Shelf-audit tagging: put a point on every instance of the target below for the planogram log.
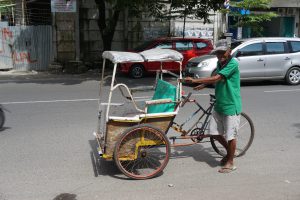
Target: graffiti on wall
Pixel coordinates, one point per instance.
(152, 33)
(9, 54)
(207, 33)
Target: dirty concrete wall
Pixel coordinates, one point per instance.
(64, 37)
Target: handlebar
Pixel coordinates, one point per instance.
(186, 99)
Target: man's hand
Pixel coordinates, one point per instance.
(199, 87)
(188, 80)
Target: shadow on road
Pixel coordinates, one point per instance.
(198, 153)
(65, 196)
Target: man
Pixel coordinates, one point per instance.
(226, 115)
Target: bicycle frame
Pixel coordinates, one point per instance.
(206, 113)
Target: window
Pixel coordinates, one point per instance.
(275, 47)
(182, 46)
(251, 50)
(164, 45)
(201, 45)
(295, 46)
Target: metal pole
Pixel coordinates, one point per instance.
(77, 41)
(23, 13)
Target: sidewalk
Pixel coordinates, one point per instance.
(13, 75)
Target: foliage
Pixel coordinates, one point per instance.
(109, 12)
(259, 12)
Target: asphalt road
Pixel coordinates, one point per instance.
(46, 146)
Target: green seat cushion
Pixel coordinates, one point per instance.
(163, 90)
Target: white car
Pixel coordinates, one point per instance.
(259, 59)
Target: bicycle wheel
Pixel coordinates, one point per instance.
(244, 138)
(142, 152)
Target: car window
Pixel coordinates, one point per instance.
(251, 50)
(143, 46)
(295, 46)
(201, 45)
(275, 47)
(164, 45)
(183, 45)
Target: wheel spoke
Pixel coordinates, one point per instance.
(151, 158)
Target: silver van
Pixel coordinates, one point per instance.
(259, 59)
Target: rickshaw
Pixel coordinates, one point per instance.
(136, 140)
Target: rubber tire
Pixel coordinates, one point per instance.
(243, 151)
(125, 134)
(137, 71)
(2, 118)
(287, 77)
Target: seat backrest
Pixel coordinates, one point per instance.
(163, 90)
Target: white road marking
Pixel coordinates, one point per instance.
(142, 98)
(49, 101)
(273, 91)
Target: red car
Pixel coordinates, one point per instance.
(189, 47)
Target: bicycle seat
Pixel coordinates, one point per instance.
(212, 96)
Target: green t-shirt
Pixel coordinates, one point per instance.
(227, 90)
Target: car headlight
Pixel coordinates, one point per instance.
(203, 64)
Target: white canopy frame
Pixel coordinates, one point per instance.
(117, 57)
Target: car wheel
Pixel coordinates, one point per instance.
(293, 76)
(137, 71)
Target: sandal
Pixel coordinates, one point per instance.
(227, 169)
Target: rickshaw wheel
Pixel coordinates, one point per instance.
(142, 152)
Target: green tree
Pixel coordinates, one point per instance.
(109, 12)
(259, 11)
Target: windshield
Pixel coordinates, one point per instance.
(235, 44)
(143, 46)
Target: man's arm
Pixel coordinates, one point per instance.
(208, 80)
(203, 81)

Work item ▸
Each of the lines from the one that contains "Target: rickshaw wheel" through the last line of the data needs to be repeated exactly, with no others.

Written answer ▸
Target: rickshaw wheel
Pixel coordinates, one point per instance.
(142, 152)
Target: green tree
Pixel coordinates, one point per instance.
(109, 12)
(259, 11)
Target: windshield
Pixel coordinates, one point per instance.
(235, 44)
(143, 46)
Target: man's arm
Pixel coordinates, one point per instance.
(208, 80)
(203, 81)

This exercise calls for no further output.